### DATA ROWS

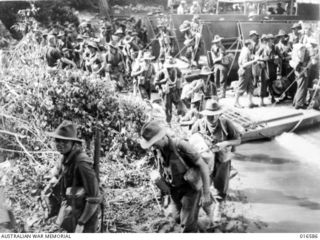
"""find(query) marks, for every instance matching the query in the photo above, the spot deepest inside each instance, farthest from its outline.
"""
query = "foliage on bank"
(33, 101)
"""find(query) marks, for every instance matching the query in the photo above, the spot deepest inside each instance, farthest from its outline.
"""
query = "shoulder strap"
(173, 144)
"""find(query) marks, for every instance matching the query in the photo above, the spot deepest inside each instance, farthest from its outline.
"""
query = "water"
(280, 179)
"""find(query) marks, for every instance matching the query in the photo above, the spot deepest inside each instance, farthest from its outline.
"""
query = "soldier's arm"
(193, 158)
(69, 62)
(91, 186)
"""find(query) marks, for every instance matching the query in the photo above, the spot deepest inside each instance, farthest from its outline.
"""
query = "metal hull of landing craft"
(254, 125)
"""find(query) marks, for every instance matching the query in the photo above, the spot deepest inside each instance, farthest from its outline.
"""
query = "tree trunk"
(105, 9)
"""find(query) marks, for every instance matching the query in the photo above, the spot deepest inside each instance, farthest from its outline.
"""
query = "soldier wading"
(181, 168)
(79, 188)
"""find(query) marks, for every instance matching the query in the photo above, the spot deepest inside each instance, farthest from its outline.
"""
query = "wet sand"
(281, 187)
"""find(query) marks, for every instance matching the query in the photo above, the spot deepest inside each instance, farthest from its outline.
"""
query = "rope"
(233, 60)
(33, 152)
(174, 32)
(315, 92)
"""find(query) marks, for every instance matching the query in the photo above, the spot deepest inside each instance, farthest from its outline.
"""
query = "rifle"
(96, 160)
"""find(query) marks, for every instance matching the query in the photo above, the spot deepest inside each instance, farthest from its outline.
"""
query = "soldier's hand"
(79, 228)
(222, 145)
(206, 199)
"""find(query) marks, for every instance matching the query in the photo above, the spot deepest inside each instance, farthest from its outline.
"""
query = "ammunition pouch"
(76, 194)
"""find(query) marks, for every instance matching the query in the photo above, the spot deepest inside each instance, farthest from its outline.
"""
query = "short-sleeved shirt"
(186, 151)
(218, 53)
(52, 56)
(222, 130)
(245, 56)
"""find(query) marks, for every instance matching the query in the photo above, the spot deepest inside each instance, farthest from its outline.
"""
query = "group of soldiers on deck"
(283, 65)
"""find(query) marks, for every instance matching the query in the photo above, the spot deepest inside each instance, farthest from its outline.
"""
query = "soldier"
(192, 43)
(94, 61)
(195, 8)
(283, 50)
(176, 161)
(166, 42)
(256, 71)
(224, 137)
(7, 220)
(266, 57)
(219, 69)
(168, 83)
(306, 35)
(193, 114)
(195, 24)
(79, 209)
(113, 62)
(295, 36)
(145, 74)
(245, 83)
(182, 9)
(54, 56)
(301, 62)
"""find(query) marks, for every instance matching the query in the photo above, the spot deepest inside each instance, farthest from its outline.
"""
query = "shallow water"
(280, 179)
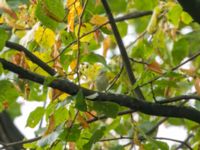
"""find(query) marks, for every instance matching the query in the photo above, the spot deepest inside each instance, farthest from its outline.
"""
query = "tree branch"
(31, 56)
(122, 100)
(122, 49)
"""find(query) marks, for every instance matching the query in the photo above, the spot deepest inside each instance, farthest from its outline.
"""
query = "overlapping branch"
(123, 100)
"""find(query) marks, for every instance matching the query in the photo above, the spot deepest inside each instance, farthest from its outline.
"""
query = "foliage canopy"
(52, 52)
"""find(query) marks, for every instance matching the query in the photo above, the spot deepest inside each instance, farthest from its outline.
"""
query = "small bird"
(191, 7)
(101, 81)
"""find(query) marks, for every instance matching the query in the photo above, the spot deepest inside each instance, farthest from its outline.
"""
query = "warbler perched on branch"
(101, 81)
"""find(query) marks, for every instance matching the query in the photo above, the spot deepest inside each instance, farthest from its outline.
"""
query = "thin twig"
(6, 145)
(173, 69)
(131, 15)
(122, 49)
(179, 98)
(112, 83)
(78, 42)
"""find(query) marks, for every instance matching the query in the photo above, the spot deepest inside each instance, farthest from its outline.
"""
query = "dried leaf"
(6, 9)
(107, 42)
(82, 121)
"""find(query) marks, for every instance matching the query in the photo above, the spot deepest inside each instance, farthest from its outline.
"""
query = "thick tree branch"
(123, 100)
(122, 49)
(31, 56)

######

### DIRECTIONS
Return each line above that contains the word "foliage". Treat uppercase and lowercase letters as different.

### CORRECT RESULT
query = "foliage on bank"
query = "foliage canopy"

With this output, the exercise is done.